**Stated problem:**
Locate each line of the material below that contains the word "jacket" and copy those lines. The match must be case-sensitive.
____ The data
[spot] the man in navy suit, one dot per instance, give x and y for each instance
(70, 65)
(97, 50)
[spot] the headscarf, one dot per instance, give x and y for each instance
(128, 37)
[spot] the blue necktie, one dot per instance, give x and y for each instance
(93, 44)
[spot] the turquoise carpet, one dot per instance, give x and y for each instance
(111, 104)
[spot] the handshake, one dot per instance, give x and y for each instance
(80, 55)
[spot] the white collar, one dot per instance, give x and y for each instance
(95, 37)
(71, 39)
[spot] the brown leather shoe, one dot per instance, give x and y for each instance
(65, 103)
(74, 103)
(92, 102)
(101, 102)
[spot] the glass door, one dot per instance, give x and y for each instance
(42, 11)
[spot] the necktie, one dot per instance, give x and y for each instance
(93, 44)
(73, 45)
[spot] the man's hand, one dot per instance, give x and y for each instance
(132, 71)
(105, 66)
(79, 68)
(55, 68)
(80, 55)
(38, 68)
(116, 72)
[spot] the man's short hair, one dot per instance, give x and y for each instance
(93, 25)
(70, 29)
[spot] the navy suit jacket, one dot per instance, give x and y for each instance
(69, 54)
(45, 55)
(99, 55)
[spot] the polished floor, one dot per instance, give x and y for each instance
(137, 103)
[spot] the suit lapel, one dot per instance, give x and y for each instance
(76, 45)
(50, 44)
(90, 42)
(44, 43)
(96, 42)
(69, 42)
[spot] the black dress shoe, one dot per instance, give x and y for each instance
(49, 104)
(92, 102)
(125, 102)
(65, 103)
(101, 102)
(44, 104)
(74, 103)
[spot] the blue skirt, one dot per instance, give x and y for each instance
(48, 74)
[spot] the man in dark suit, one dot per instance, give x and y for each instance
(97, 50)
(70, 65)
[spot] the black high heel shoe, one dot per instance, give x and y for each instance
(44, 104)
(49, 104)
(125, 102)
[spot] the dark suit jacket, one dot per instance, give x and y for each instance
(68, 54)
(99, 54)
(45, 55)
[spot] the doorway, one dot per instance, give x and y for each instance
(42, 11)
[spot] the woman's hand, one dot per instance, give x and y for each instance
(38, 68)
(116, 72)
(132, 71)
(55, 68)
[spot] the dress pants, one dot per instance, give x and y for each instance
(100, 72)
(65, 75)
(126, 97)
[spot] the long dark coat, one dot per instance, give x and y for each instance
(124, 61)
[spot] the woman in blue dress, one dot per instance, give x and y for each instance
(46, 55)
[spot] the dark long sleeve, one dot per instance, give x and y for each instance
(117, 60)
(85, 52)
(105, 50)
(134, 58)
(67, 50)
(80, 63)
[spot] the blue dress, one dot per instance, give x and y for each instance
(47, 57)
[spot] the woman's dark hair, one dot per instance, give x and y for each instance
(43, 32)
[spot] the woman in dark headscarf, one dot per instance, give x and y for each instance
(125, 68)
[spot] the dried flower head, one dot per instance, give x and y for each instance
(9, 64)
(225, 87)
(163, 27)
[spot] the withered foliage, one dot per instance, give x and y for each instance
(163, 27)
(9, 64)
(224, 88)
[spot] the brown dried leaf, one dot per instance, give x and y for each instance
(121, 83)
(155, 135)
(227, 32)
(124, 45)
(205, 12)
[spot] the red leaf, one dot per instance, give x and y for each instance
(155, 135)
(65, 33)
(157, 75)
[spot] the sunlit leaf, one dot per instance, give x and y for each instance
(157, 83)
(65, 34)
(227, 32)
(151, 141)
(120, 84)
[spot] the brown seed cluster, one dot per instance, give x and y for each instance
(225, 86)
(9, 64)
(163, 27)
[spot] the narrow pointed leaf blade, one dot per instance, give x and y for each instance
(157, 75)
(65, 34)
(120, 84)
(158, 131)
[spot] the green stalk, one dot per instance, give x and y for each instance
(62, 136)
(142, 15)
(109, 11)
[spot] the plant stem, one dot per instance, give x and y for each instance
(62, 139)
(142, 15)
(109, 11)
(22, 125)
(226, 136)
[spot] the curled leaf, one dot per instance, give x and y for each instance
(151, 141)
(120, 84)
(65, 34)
________
____ The data
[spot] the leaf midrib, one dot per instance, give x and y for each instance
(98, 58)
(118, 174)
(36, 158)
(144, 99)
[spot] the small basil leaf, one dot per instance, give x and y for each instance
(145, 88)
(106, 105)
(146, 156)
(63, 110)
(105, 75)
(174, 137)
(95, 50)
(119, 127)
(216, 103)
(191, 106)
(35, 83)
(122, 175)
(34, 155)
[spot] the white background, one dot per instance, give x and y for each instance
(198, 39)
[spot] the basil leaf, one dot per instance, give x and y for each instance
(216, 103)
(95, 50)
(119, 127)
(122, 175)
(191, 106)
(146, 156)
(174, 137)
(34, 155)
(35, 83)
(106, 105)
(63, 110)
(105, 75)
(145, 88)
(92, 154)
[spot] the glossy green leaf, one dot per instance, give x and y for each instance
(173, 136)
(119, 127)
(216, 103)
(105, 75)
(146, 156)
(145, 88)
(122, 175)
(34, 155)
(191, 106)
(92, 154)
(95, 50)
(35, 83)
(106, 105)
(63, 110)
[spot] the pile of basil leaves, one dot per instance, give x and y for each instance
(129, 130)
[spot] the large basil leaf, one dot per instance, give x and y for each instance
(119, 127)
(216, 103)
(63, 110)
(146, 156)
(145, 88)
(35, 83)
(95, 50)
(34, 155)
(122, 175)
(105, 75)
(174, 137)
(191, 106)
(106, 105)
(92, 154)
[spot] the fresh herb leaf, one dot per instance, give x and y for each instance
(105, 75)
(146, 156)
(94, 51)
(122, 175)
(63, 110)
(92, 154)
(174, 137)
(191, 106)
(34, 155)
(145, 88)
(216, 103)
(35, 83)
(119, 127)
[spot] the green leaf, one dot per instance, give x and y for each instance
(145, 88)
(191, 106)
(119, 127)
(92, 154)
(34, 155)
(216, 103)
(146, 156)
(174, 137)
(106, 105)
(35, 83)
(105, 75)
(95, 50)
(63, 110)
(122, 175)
________
**Solution for this exercise:**
[spot] the navy suit jacket, one dot per instance, give x and y for each instance
[spot] the dark suit jacket, one dot per instance, give x and y for each instance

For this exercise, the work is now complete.